◆ **Supplied passage**
Sunday, May 3, 2015

Same gender couples: Who gets your stuff? (an estate planning Q & A Primer)

The issue: Michigan law currently does not recognize same gender couples. This is true regardless of how the relationship was formed, or whether the relationship was formed in Michigan or another state.

This means that decisions about to whom property should pass, or the person who can make health care decisions will become the "default" person under Michigan law. In other words, instead of letting a partner in a same gender couple make decisions, that power will then fall to next of kin.

  I am in a long-term same-sex relationship, what will happen to my property or assets when I die?
A: That depends. If you have a validly executed will, you can name the person to whom property will pass, otherwise, Michigan law appoints how it will pass through its laws of intestacy. This will be your blood relations, and will ignore any same-gender relationship, regardless of the length of the relationship, any verbally stated intentions, or whether that relationship is legally recognized in another state.

Q: My parents have always had a hard time recognizing that I have decided to live this way. What should I do to show that I want my partner to inherit I am gone?

◆ **Record excerpts**
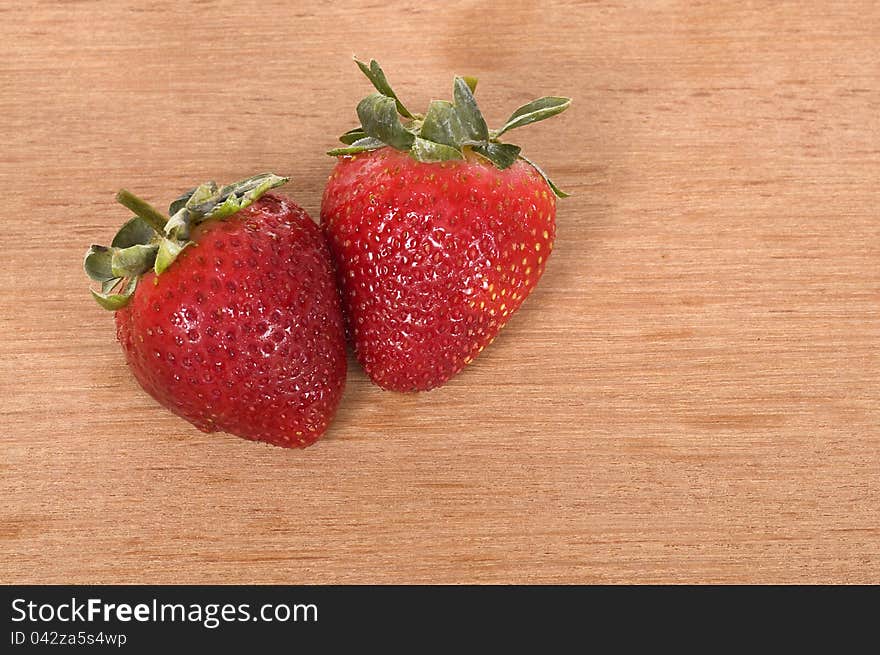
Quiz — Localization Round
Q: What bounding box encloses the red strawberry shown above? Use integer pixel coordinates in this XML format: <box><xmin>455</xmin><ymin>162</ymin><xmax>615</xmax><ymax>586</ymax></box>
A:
<box><xmin>85</xmin><ymin>174</ymin><xmax>346</xmax><ymax>447</ymax></box>
<box><xmin>321</xmin><ymin>61</ymin><xmax>570</xmax><ymax>391</ymax></box>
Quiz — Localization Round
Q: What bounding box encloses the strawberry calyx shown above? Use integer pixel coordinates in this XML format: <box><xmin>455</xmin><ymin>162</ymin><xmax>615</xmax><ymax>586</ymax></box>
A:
<box><xmin>327</xmin><ymin>59</ymin><xmax>571</xmax><ymax>198</ymax></box>
<box><xmin>83</xmin><ymin>173</ymin><xmax>290</xmax><ymax>311</ymax></box>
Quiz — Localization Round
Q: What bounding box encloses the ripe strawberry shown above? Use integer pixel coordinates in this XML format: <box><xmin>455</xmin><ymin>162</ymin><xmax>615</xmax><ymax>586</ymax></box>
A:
<box><xmin>84</xmin><ymin>174</ymin><xmax>346</xmax><ymax>448</ymax></box>
<box><xmin>321</xmin><ymin>61</ymin><xmax>571</xmax><ymax>391</ymax></box>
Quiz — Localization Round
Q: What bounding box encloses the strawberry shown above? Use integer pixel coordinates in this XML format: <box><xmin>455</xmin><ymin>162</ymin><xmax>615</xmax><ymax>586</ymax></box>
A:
<box><xmin>84</xmin><ymin>174</ymin><xmax>346</xmax><ymax>448</ymax></box>
<box><xmin>321</xmin><ymin>61</ymin><xmax>571</xmax><ymax>391</ymax></box>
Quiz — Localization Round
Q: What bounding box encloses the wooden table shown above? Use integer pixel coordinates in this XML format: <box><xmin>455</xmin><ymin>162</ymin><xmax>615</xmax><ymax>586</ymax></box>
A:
<box><xmin>0</xmin><ymin>0</ymin><xmax>880</xmax><ymax>583</ymax></box>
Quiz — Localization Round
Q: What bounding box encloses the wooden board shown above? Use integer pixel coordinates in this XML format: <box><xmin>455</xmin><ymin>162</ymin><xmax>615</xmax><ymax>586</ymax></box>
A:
<box><xmin>0</xmin><ymin>0</ymin><xmax>880</xmax><ymax>583</ymax></box>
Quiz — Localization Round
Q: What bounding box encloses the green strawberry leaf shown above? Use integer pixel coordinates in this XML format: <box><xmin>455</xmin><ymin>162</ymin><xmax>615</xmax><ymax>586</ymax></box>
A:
<box><xmin>410</xmin><ymin>137</ymin><xmax>464</xmax><ymax>163</ymax></box>
<box><xmin>101</xmin><ymin>277</ymin><xmax>122</xmax><ymax>294</ymax></box>
<box><xmin>472</xmin><ymin>143</ymin><xmax>520</xmax><ymax>170</ymax></box>
<box><xmin>83</xmin><ymin>244</ymin><xmax>113</xmax><ymax>282</ymax></box>
<box><xmin>339</xmin><ymin>126</ymin><xmax>367</xmax><ymax>146</ymax></box>
<box><xmin>452</xmin><ymin>77</ymin><xmax>489</xmax><ymax>141</ymax></box>
<box><xmin>110</xmin><ymin>243</ymin><xmax>159</xmax><ymax>278</ymax></box>
<box><xmin>153</xmin><ymin>239</ymin><xmax>192</xmax><ymax>275</ymax></box>
<box><xmin>419</xmin><ymin>100</ymin><xmax>467</xmax><ymax>148</ymax></box>
<box><xmin>461</xmin><ymin>75</ymin><xmax>477</xmax><ymax>93</ymax></box>
<box><xmin>110</xmin><ymin>216</ymin><xmax>157</xmax><ymax>248</ymax></box>
<box><xmin>357</xmin><ymin>93</ymin><xmax>415</xmax><ymax>150</ymax></box>
<box><xmin>116</xmin><ymin>189</ymin><xmax>168</xmax><ymax>232</ymax></box>
<box><xmin>327</xmin><ymin>136</ymin><xmax>387</xmax><ymax>157</ymax></box>
<box><xmin>89</xmin><ymin>277</ymin><xmax>140</xmax><ymax>311</ymax></box>
<box><xmin>519</xmin><ymin>155</ymin><xmax>571</xmax><ymax>198</ymax></box>
<box><xmin>168</xmin><ymin>187</ymin><xmax>198</xmax><ymax>216</ymax></box>
<box><xmin>354</xmin><ymin>59</ymin><xmax>413</xmax><ymax>118</ymax></box>
<box><xmin>495</xmin><ymin>96</ymin><xmax>571</xmax><ymax>138</ymax></box>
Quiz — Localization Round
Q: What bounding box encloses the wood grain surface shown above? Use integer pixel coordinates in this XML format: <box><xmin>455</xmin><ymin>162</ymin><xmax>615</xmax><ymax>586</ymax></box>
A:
<box><xmin>0</xmin><ymin>0</ymin><xmax>880</xmax><ymax>583</ymax></box>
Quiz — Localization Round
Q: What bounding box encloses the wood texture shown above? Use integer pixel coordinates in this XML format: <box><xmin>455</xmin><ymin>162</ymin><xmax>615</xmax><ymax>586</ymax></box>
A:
<box><xmin>0</xmin><ymin>0</ymin><xmax>880</xmax><ymax>583</ymax></box>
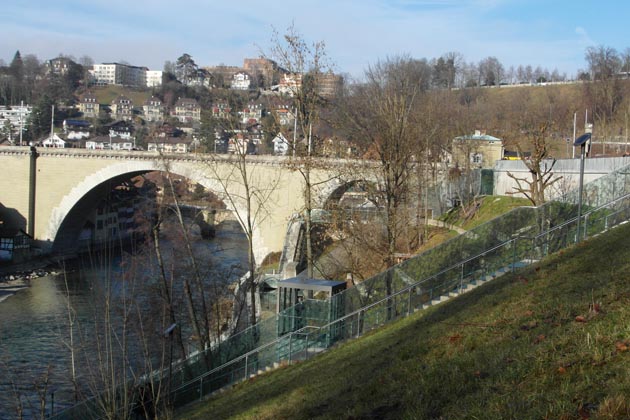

◆ **Your task**
Decide whether each statement agrees with the estate planning primer, answering yes or no and quoting the words of the primer that decide it. 1. Michigan law recognizes a same gender couple if the relationship was formed in another state. 2. Without a validly executed will, property passes to blood relations. 3. By default, the power to make health care decisions goes to the partner in a same gender couple. Answer from the estate planning primer alone.

◆ **Answer to this task**
1. No: "Michigan law currently does not recognize same gender couples. This is true regardless of how the relationship was formed, or whether the relationship was formed in Michigan or another state."
2. Yes: "otherwise, Michigan law appoints how it will pass through its laws of intestacy. This will be your blood relations"
3. No: "instead of letting a partner in a same gender couple make decisions, that power will then fall to next of kin."